** START PROVIDED MATERIAL **

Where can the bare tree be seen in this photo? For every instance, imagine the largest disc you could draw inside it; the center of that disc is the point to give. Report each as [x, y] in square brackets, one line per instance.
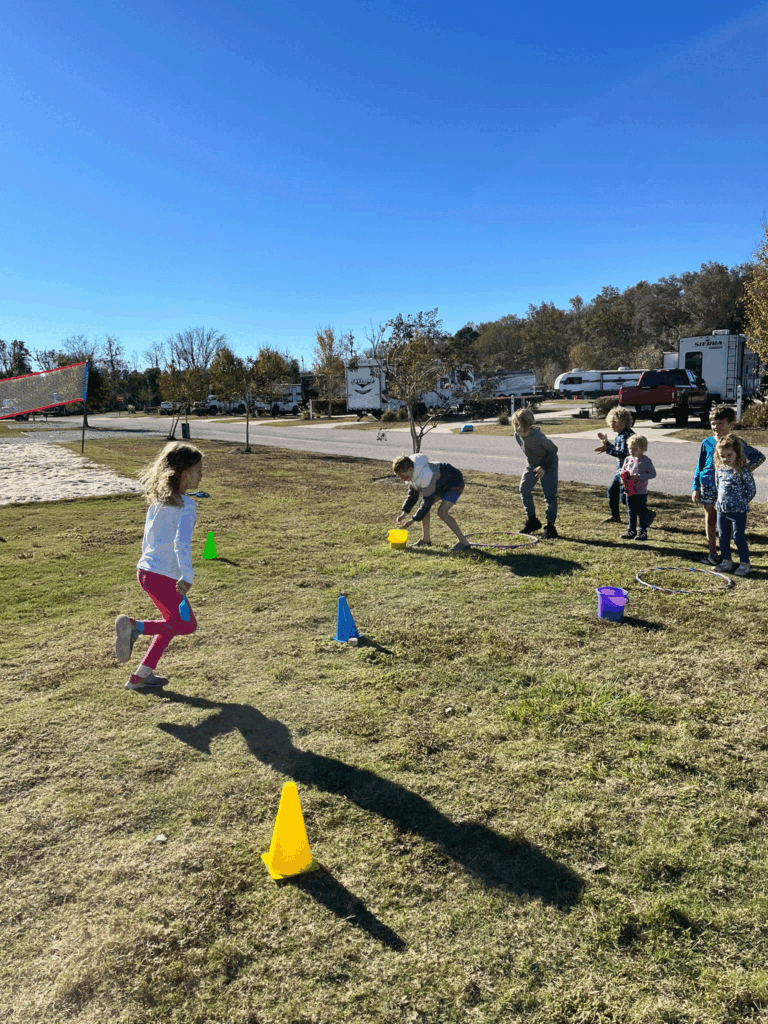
[113, 364]
[196, 347]
[328, 368]
[376, 338]
[417, 355]
[155, 354]
[757, 299]
[46, 358]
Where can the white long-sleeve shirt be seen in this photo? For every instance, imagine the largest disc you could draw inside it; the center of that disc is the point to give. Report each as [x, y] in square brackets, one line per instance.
[167, 545]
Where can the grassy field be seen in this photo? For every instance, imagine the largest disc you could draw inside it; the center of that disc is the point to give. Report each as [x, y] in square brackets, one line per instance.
[521, 812]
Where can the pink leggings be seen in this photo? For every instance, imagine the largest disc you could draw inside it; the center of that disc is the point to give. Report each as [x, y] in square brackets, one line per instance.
[163, 592]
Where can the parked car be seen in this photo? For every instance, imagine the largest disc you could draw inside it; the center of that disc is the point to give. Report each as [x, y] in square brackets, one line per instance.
[668, 394]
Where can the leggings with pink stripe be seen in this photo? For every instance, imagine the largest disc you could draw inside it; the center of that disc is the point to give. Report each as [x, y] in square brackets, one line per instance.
[167, 599]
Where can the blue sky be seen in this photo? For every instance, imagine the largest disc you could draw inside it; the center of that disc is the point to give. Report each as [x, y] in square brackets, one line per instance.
[270, 168]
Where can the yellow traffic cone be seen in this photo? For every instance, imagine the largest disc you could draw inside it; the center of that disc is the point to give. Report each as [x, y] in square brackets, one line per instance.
[289, 852]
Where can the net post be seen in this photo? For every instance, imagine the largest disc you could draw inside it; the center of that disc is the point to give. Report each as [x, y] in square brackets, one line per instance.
[85, 399]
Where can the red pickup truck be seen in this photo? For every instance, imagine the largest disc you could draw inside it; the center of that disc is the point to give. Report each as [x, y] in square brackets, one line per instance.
[668, 394]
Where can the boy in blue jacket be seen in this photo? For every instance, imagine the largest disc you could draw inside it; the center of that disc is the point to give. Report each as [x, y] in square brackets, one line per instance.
[704, 488]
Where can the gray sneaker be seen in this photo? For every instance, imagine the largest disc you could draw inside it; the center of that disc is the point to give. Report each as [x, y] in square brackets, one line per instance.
[151, 682]
[124, 639]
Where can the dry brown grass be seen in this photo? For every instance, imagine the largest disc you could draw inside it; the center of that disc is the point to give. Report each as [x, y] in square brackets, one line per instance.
[522, 812]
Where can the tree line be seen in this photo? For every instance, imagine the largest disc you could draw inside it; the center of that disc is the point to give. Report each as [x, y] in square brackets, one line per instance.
[633, 327]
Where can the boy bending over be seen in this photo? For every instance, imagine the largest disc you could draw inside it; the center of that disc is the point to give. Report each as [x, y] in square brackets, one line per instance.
[430, 481]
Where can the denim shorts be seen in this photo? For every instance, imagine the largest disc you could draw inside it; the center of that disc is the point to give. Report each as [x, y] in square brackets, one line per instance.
[453, 496]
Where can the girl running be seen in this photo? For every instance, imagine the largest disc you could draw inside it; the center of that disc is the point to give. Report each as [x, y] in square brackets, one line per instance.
[165, 569]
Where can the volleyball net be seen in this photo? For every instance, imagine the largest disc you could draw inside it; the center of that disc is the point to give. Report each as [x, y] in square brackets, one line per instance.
[48, 389]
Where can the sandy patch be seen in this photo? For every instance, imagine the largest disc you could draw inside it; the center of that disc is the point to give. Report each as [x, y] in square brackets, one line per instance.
[37, 472]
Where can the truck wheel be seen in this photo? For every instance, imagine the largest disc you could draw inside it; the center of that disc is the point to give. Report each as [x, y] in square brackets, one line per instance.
[681, 416]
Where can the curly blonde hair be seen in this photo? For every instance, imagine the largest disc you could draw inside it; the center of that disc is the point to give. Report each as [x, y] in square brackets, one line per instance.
[161, 478]
[730, 440]
[620, 416]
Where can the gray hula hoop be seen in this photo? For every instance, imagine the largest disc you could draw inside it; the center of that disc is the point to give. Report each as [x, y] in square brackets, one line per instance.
[726, 583]
[529, 541]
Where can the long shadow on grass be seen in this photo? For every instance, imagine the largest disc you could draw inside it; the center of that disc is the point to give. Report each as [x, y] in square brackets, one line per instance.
[323, 887]
[535, 561]
[513, 865]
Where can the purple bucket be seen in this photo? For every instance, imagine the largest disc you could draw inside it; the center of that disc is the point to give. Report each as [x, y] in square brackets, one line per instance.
[611, 602]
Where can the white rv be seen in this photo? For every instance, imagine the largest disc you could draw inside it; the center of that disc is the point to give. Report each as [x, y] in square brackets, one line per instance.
[367, 388]
[591, 383]
[722, 360]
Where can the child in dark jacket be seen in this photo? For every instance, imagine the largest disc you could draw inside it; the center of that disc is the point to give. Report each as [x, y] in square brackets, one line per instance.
[704, 488]
[620, 421]
[430, 481]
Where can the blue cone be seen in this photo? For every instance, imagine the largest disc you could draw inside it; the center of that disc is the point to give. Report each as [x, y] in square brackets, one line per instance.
[345, 627]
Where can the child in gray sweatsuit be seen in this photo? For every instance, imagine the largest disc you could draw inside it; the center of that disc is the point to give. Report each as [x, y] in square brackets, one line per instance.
[541, 454]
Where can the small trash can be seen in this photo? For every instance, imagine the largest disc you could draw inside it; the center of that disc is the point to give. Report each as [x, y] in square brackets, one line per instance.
[611, 602]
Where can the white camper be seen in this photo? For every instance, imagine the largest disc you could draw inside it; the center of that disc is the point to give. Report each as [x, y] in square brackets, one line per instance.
[367, 388]
[722, 360]
[591, 383]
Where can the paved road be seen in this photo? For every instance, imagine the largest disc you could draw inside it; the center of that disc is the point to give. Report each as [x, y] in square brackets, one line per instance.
[674, 459]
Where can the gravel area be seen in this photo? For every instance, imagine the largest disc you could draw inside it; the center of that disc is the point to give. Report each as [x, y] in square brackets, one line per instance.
[40, 471]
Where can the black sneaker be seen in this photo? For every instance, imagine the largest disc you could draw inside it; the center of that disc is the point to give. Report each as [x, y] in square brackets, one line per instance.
[531, 525]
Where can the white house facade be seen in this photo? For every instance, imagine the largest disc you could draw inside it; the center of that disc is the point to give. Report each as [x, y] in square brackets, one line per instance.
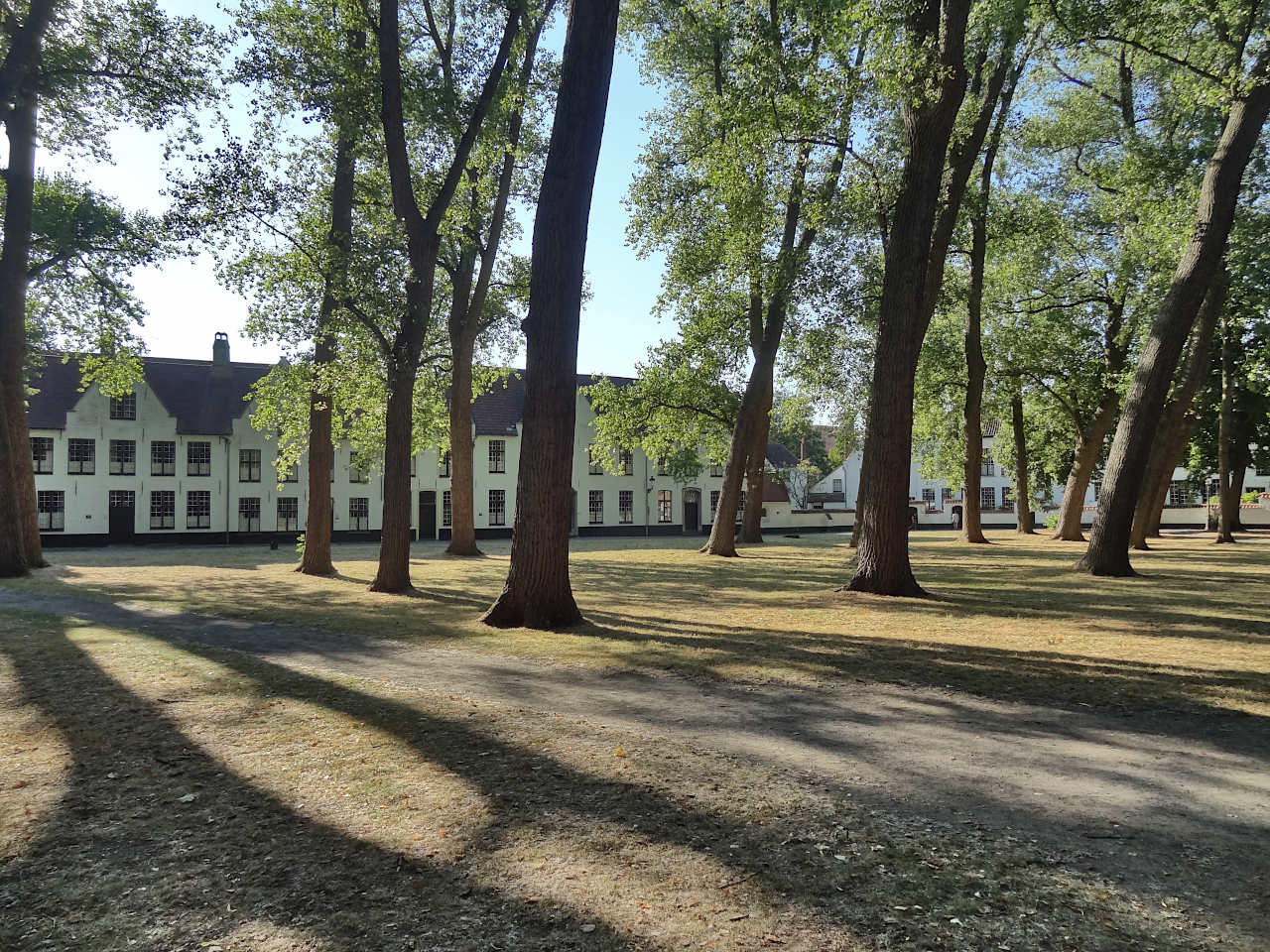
[178, 460]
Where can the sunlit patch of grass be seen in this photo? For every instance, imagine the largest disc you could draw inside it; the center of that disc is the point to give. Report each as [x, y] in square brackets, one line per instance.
[1006, 620]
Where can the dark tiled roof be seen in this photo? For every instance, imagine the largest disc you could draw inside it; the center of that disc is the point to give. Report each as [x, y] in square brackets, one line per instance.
[780, 456]
[775, 493]
[497, 412]
[202, 403]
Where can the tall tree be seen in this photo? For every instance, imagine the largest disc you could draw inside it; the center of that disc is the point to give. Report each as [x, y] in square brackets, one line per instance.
[1248, 104]
[72, 70]
[471, 309]
[538, 593]
[422, 232]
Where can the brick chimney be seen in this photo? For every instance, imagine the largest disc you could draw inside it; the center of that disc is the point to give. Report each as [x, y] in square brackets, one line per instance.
[221, 354]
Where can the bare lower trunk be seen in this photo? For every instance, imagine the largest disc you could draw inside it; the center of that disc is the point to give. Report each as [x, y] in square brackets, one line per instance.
[1071, 512]
[1199, 264]
[18, 212]
[1178, 422]
[975, 370]
[321, 453]
[316, 558]
[1023, 489]
[752, 525]
[1229, 502]
[462, 529]
[394, 569]
[538, 592]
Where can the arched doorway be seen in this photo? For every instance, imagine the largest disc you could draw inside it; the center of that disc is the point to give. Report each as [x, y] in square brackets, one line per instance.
[691, 511]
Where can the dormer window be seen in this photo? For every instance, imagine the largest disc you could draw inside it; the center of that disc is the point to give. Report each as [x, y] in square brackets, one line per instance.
[123, 408]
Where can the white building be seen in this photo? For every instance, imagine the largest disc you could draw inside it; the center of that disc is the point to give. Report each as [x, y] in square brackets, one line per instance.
[178, 460]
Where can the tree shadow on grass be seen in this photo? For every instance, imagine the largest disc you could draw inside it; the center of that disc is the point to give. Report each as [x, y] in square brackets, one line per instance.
[127, 860]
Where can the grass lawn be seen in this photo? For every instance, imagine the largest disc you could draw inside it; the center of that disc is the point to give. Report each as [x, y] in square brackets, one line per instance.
[166, 796]
[1007, 620]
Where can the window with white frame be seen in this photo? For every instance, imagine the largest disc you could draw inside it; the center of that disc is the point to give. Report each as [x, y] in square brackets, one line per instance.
[51, 508]
[42, 453]
[163, 509]
[359, 513]
[123, 408]
[81, 457]
[249, 515]
[198, 458]
[198, 509]
[123, 457]
[163, 457]
[289, 515]
[249, 466]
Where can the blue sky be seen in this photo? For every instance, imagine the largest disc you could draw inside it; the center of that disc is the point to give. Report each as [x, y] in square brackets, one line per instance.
[187, 304]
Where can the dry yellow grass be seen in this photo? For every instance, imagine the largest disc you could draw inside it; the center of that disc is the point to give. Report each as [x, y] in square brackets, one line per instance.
[1007, 620]
[180, 797]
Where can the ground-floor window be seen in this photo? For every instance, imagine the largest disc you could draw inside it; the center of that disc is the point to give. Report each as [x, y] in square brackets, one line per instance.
[249, 515]
[198, 509]
[51, 506]
[163, 509]
[289, 515]
[359, 513]
[42, 453]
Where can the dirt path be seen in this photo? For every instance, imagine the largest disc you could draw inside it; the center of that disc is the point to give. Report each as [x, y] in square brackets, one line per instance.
[1133, 784]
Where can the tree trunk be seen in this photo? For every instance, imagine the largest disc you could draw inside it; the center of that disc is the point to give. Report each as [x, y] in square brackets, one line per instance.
[394, 569]
[321, 452]
[1088, 445]
[752, 526]
[883, 566]
[1229, 502]
[1130, 451]
[1023, 489]
[975, 370]
[18, 211]
[1178, 424]
[462, 507]
[538, 593]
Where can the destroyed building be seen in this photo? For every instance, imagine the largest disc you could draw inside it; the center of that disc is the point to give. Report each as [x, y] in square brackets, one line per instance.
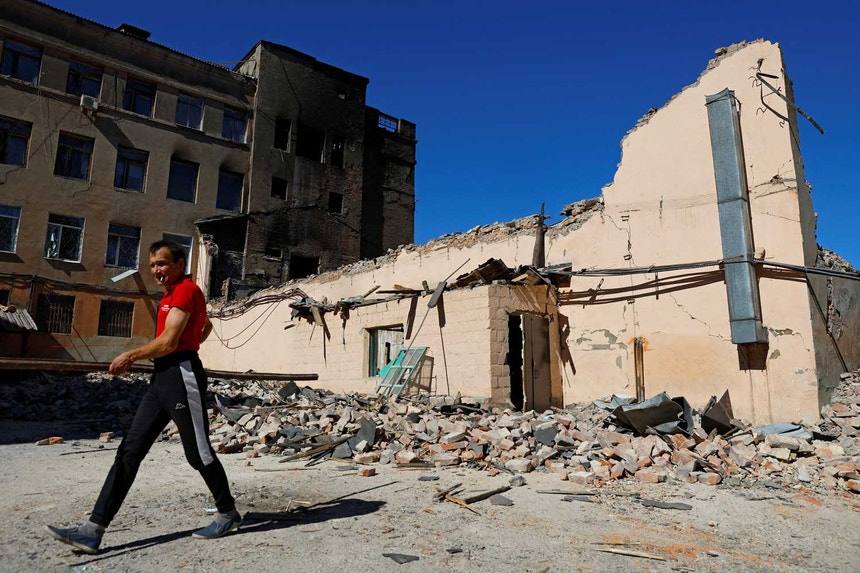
[275, 168]
[693, 273]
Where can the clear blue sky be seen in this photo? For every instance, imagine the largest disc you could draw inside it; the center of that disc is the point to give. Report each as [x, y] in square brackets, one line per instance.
[522, 102]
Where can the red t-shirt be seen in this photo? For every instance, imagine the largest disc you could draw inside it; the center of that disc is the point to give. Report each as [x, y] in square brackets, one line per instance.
[187, 296]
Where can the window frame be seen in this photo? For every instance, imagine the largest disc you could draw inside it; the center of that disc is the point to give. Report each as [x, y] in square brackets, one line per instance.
[122, 234]
[185, 106]
[222, 198]
[6, 213]
[62, 222]
[173, 180]
[234, 118]
[136, 90]
[13, 54]
[72, 148]
[124, 157]
[13, 129]
[81, 72]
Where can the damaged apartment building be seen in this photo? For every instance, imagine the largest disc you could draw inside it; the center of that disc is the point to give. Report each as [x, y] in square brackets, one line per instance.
[695, 272]
[275, 168]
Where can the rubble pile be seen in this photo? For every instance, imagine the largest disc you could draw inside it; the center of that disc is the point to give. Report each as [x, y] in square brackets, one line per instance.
[582, 443]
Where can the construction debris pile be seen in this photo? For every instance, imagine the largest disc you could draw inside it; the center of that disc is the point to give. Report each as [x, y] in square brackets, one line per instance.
[585, 443]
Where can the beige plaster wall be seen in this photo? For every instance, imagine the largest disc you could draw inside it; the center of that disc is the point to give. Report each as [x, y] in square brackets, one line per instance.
[660, 210]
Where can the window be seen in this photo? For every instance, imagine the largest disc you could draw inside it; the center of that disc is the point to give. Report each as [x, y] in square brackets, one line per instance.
[282, 134]
[130, 170]
[14, 136]
[301, 267]
[185, 242]
[235, 124]
[64, 238]
[337, 145]
[229, 191]
[189, 111]
[182, 184]
[335, 202]
[21, 61]
[279, 188]
[55, 313]
[123, 246]
[9, 219]
[384, 344]
[138, 97]
[83, 80]
[115, 318]
[73, 156]
[310, 143]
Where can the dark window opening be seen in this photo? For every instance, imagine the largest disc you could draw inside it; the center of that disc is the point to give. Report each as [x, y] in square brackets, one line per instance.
[335, 202]
[55, 312]
[21, 61]
[229, 191]
[337, 145]
[73, 156]
[138, 97]
[115, 318]
[130, 170]
[279, 188]
[282, 134]
[235, 124]
[301, 267]
[182, 183]
[83, 80]
[310, 143]
[14, 136]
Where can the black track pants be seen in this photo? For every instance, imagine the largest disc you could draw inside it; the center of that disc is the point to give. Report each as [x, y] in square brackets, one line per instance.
[176, 392]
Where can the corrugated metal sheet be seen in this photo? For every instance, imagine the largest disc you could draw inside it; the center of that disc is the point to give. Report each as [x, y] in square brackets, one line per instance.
[18, 320]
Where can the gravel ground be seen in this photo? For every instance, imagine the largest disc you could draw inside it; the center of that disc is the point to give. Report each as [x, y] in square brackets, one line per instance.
[327, 518]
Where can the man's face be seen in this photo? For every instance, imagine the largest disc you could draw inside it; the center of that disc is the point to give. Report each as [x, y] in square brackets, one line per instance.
[164, 269]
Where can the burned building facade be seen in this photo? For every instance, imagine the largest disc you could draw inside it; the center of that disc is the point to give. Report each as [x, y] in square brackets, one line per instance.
[693, 273]
[111, 141]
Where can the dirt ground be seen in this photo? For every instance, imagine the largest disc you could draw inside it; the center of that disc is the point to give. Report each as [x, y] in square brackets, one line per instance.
[328, 518]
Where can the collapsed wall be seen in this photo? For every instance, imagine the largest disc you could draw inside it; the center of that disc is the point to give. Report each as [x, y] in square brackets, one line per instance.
[660, 212]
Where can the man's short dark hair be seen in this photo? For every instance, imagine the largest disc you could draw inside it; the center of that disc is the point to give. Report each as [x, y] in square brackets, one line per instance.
[176, 250]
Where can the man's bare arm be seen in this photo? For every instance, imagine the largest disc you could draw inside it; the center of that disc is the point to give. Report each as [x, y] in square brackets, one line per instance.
[162, 345]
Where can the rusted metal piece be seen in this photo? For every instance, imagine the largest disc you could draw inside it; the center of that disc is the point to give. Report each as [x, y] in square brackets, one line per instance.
[75, 366]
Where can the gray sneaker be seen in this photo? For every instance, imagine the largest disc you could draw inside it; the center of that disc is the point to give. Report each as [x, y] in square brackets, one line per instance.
[72, 536]
[216, 529]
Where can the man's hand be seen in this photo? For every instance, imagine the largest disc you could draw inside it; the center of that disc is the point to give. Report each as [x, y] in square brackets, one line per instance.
[122, 363]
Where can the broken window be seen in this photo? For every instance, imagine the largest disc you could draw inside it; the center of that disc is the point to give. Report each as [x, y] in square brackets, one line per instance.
[235, 124]
[10, 217]
[335, 202]
[123, 246]
[115, 318]
[130, 170]
[337, 145]
[21, 61]
[279, 188]
[229, 191]
[384, 344]
[64, 238]
[183, 241]
[310, 143]
[83, 80]
[14, 136]
[282, 134]
[182, 184]
[301, 267]
[138, 97]
[55, 312]
[73, 156]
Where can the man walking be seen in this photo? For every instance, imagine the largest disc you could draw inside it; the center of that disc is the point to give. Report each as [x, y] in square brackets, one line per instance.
[176, 392]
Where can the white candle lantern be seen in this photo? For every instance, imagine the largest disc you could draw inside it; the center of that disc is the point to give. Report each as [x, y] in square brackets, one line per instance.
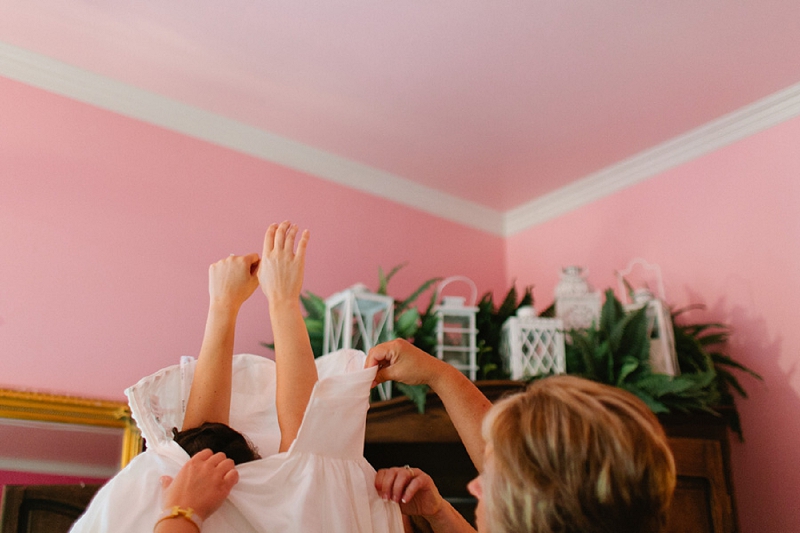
[533, 346]
[576, 304]
[663, 357]
[456, 332]
[359, 319]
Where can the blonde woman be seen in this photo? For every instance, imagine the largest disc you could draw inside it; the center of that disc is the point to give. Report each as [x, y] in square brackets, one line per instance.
[566, 455]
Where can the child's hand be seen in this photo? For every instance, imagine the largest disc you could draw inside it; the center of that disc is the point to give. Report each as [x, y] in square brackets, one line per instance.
[281, 270]
[232, 280]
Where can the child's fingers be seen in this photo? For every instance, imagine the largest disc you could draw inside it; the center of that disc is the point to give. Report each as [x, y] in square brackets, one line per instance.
[280, 235]
[269, 239]
[291, 233]
[301, 246]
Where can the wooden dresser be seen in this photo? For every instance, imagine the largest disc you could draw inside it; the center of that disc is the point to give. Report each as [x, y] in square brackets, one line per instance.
[704, 501]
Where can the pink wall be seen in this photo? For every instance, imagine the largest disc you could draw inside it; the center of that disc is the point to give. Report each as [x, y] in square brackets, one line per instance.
[108, 225]
[10, 477]
[725, 230]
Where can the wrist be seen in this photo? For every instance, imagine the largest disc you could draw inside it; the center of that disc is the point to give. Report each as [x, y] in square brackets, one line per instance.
[185, 515]
[442, 517]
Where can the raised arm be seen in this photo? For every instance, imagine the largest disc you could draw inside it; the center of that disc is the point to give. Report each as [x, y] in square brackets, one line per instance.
[231, 281]
[281, 276]
[399, 360]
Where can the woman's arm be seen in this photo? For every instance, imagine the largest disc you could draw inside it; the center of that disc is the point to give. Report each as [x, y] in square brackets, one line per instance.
[199, 488]
[399, 360]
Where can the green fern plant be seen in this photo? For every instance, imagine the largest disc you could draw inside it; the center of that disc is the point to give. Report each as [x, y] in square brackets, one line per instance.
[489, 322]
[616, 352]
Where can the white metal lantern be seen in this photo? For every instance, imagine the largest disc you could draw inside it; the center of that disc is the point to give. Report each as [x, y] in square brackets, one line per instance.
[576, 304]
[456, 332]
[533, 346]
[663, 357]
[359, 319]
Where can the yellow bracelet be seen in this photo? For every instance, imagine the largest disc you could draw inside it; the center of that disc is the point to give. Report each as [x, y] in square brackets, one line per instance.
[180, 512]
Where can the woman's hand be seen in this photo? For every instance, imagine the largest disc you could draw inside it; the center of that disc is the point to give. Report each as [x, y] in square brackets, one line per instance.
[202, 484]
[399, 360]
[412, 488]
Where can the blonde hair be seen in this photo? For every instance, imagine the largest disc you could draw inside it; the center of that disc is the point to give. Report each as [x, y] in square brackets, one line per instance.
[571, 455]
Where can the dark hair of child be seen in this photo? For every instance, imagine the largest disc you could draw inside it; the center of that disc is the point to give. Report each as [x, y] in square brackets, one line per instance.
[219, 438]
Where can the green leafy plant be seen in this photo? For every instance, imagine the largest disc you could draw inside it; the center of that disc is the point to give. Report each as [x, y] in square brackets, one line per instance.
[616, 352]
[489, 322]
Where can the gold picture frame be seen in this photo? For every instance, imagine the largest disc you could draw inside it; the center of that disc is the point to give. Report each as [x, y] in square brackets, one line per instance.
[43, 407]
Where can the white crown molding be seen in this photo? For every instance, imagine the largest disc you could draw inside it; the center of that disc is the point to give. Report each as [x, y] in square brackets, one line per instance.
[66, 80]
[714, 135]
[57, 468]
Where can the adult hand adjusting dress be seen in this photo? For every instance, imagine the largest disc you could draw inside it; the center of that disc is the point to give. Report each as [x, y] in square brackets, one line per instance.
[322, 484]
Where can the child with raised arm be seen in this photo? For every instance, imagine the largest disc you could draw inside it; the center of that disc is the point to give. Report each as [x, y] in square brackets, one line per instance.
[306, 417]
[231, 282]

** END PROVIDED MATERIAL **

STATED PROBLEM:
Shift the data from the line containing "Where can the green leafy" through the end of the data by adding 64 to every coordinate in the answers. Reproduce every one of those lines, including the text lines, and leave everything else unchanged.

WORKED SOLUTION:
Where can the green leafy plant be seen in this photo? For every instance, imagine the largest disc you could draw inside it; the center of that disc is the point to give. Report each as [x, y] in square brackets, one line per instance.
[680, 416]
[553, 386]
Where can the gold picture frame be seen in this photo? For every instance, imagine the largest disc you could draw inside it; the center of that disc is the point to give. Report each as [x, y] in square brackets, one line per instance.
[107, 471]
Where can the white crown molding be seen in this photo? For every instance, imagine the largest disc you could draw inside it; the center of that disc is the point to give. Report each as [x, y] in square brackets, one line per instance.
[130, 144]
[778, 199]
[121, 532]
Where can the adult hand adjusting dress be seen in this photo? For every instance, imagine the largest disc you could draw inside it; the center of that disc is the point to give. Report each as [x, y] in square brackets, one line per instance.
[386, 548]
Where can the child with raised arm be seen in this photo? For every instance, imagine the largest disc you could draw inside it; the center of that disc is the point to give. Report each as [x, y] in square brackets, one line per instance.
[370, 481]
[295, 346]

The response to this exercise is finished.